Der Ausschluss der aufschiebenden Wirkung einer allfälligen Berufung gegen diesen Bescheid ist im Wesen des Führerscheinentzuges als Sofortmaßnahme begründet."

 

2. Dagegen wendet sich der Berufungswerber mit seiner fristgerecht durch seine ausgewiesenen Rechtsvertreter eingebrachten Berufung, worin Folgendes ausge­führt wird:

" I. Mit Bescheid der Bezirkshauptmannschaft Urfahr-Umgebung vom 02.04.2004, VerkR20-975-1969, zugestellt am 10.04.2007, wurde mir die Lenkberechtigung für die Klassen B und F für die Dauer von 3 Monaten gerechnet ab Zustellung dieses Bescheides entzogen.

 

II. Gegen den oben zitierten Bescheid der Bezirkshauptmannschaft Urfahr-Umgebung erhebe ich durch meine bevollmächtigten Vertreter innerhalb offener Frist

 

BERUFUNG

 

an die sachlich zuständige Oberbehörde und stelle den

 

ANTRAG,

 

die sachlich zuständige Oberbehörde möge den angefochtenen Bescheid vom 02.04.2007, VerkR20-975-1969 aufheben.

 

III. Meinen Antrag begründe ich im Einzelnen wie folgt:

 

Die Bezirkshauptmannschaft Urfahr-Umgebung argumentiert den angefochtenen Bescheid damit, dass ich nicht mehr verkehrszuverlässig sei und stützt sich in diesem Zusammenhang auf § 7 Abs. 3 Zif. 15 FSG. Danach ist von einer Verkehrsunzuverlässigkeit insbesondere dann auszugehen, wenn jemand wegen eines Deliktes gemäß § 30a Abs.2 FSG rechtskräftig bestraft wird, obwohl gegenüber ihm zuvor bereits einmal aufgrund eines zu berücksichtigenden Deliktes eine besondere Maßnahme gemäß § 30b Abs.1 angeordnet worden ist. Richtig ist, dass aufgrund rechtskräftiger Vormerkungen der BH Urfahr-Umgebung mit Bescheid vom 06.03.2006 eine besondere Maßnahme gemäß § 30b FSG angeordnet wurde. Es sollte sich hier um eine Nachschulung im Hinblick auf die ordnungsgemäße Sicherung beim Transport von überbreiten Gegenständen handeln. Für die Nachschulung wurde von der BH Urfahr-Umgebung zunächst eine 6-monatige Frist eingeräumt, weder die Landesregierung noch die Bezirkshauptmannschaft Linz konnten Auskunft darüber geben, wo diese Nachschulung absolviert werden sollte. Letztlich wurde von mir am 12. bzw. 13.09.2006 eine 2-stündige entsprechende Schulung absolviert.

Schriftliche Aufgaben:
[A] Beantworten Sie anhand des Textes zum Führerscheinentzug diese Fragen:
(i) Für welche Klassen wurde die Lenkberechtigung entzogen?
(ii) Auf welche Bestimmung des FSG stützt die Bezirkshauptmannschaft Urfahr-Umgebung die Annahme der Verkehrsunzuverlässigkeit?
(iii) Wie lange dauerte die Schulung, die am 12. bzw. 13.09.2006 absolviert wurde?
[B] Setzen Sie den Text zum Führerscheinentzug nach seinem letzten Satz fort.
Die Einträge stammen aus einer anderen Quelle.

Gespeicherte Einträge
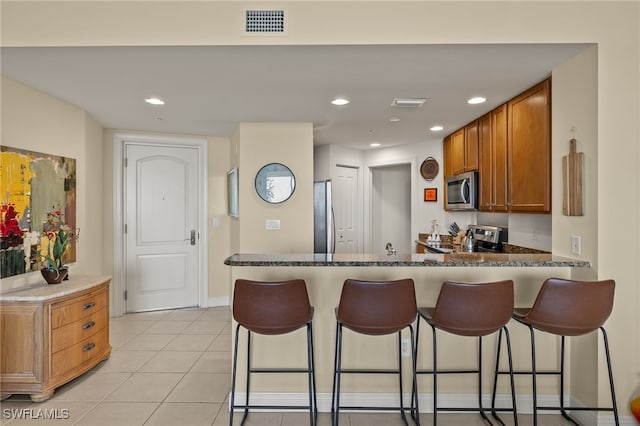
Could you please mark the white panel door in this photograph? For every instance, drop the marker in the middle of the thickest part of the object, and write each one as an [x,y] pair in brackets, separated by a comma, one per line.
[346,209]
[161,216]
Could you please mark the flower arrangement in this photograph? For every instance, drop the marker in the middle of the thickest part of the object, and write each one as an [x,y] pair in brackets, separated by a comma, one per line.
[59,235]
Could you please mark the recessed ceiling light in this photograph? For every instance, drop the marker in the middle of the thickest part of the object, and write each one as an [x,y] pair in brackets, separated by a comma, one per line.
[154,101]
[340,101]
[476,100]
[408,102]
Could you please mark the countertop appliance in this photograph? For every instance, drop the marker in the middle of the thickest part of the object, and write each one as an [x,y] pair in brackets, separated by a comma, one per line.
[489,238]
[323,223]
[462,191]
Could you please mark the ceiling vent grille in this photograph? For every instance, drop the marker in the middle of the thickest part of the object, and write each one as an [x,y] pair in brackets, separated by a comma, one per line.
[264,21]
[408,102]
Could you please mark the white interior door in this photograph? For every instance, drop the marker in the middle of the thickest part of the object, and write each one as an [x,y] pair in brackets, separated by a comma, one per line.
[161,220]
[346,209]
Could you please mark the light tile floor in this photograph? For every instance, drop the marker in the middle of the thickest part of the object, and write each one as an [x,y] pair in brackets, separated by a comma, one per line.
[173,368]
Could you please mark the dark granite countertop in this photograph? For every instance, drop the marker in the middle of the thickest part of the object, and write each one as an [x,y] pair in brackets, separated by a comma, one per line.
[399,260]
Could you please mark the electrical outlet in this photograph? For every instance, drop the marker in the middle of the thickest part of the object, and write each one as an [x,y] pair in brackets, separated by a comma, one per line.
[272,224]
[405,344]
[576,244]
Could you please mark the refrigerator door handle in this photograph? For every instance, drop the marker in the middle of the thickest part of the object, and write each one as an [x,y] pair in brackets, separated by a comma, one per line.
[332,234]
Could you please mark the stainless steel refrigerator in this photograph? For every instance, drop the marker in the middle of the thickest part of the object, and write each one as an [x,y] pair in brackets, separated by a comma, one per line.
[324,228]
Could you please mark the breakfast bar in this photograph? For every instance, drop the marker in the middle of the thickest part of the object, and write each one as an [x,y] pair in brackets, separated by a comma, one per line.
[324,275]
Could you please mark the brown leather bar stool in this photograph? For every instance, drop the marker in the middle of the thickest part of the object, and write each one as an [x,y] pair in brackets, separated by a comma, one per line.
[374,308]
[468,309]
[568,308]
[272,308]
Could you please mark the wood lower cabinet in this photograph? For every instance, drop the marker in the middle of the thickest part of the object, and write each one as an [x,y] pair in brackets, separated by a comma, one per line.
[52,334]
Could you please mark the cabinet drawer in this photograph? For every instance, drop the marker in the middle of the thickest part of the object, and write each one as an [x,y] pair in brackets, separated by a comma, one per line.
[80,307]
[82,352]
[70,334]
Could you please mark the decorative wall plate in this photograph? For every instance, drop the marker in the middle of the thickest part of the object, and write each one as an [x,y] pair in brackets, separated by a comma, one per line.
[429,168]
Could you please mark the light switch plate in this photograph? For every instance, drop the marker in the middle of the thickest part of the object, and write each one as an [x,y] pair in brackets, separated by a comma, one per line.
[576,244]
[272,224]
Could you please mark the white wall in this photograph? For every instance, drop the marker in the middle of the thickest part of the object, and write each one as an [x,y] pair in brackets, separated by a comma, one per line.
[391,207]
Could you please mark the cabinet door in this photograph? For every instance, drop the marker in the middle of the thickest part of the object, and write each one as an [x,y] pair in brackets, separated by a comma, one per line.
[529,150]
[485,169]
[499,158]
[447,148]
[457,152]
[471,146]
[493,160]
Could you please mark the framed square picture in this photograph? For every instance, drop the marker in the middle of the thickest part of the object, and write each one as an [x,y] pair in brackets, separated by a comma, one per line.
[431,194]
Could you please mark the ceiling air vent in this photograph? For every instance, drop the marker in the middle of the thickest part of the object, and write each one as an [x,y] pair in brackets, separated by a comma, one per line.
[408,102]
[264,21]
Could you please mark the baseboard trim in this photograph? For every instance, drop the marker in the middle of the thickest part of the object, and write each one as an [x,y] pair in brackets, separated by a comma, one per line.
[212,302]
[373,400]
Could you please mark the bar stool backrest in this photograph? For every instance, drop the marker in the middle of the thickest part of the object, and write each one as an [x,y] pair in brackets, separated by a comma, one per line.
[473,309]
[571,308]
[271,307]
[377,307]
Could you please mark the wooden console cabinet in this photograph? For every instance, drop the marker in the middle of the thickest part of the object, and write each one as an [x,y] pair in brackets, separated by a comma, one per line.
[51,334]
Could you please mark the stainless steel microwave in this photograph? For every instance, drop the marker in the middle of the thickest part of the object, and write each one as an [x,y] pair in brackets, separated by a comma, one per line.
[462,191]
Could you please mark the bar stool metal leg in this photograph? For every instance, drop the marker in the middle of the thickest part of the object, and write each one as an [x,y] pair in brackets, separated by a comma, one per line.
[494,410]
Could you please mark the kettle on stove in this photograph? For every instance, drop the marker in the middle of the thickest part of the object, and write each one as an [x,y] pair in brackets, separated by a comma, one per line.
[467,241]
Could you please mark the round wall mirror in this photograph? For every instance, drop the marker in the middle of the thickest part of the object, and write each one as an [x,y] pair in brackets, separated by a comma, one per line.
[275,183]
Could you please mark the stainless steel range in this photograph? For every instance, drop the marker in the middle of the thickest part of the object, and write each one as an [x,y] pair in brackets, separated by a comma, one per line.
[489,238]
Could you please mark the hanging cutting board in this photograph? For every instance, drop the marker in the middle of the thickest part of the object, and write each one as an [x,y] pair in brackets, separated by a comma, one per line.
[572,181]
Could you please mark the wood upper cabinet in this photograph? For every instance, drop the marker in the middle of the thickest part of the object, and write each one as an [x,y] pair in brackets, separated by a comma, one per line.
[471,146]
[448,166]
[493,160]
[461,149]
[529,150]
[457,152]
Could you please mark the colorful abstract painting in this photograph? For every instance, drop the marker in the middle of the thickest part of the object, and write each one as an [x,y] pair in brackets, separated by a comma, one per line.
[33,186]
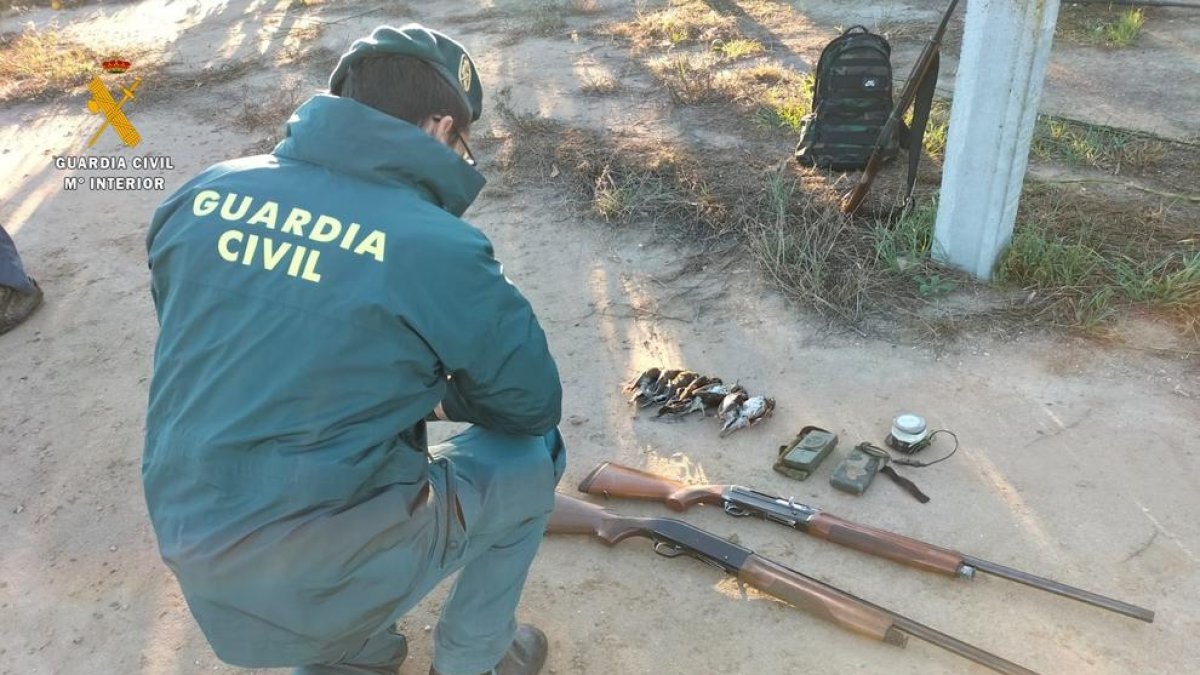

Lösungen:
[A]
(i) Für die Klassen B und F.
(ii) Auf § 7 Abs. 3 Zif. 15 FSG.
(iii) Zwei Stunden.

[B]
 

Die hier zu Last liegende Verwaltungsübertretung wurde jedoch vor der Nachschulung, nämlich am 28.06.2006 begangen.

 

Seit der Nachschulung bzw. seit dem 28.06.2006 habe ich mir nichts zu Schulden kommen lassen. Seit dem 28.06.2006 legte ich berufsbedingt 40.000 km mit Sondertransportern zurück.

 

Da die Übertretung noch vor der Absolvierung der besonderen Maßnahme gemäß § 30 b Abs.1 FSG geschehen ist, ist nicht davon auszugehen, dass ich gemäß § 7 Abs.3 Zif.15 verkehrsunzuverlässig bin. Der Zweck des § 7 Abs.3 Zif.15 FSG kann nur darin liegen, dass derjenige verkehrsunzuverlässig ist, der nach absolvierter besonderer Maßnahme wiederum eine Verwaltungsübertretung, die gegen dasselbe Rechtsgut gerichtet ist, begeht.

 

Der Wortlaut des § 7 Abs, 3 Zif, 15 FSG ist somit dahingehend zu interpretieren, dass eine Verkehrsunzuverlässigkeit nur dann gegeben ist, wenn jemand wegen eines Deliktes gemäß § 30 Abs. 2 rechtskräftig bestraft wird, obwohl gegenüber ihm zuvor bereits einmal aufgrund eines zu berücksichtigenden Deliktes eine besondere Maßnahme gemäß § 30 b Abs. 1 FSG angeordnet und vollzogen worden ist. Verkehrsunzuverlässig kann also nur jemand sein, der sich trotz Schulung erneut strafbar macht.

 

Im gegebenen Fall war dies somit nicht der Fall.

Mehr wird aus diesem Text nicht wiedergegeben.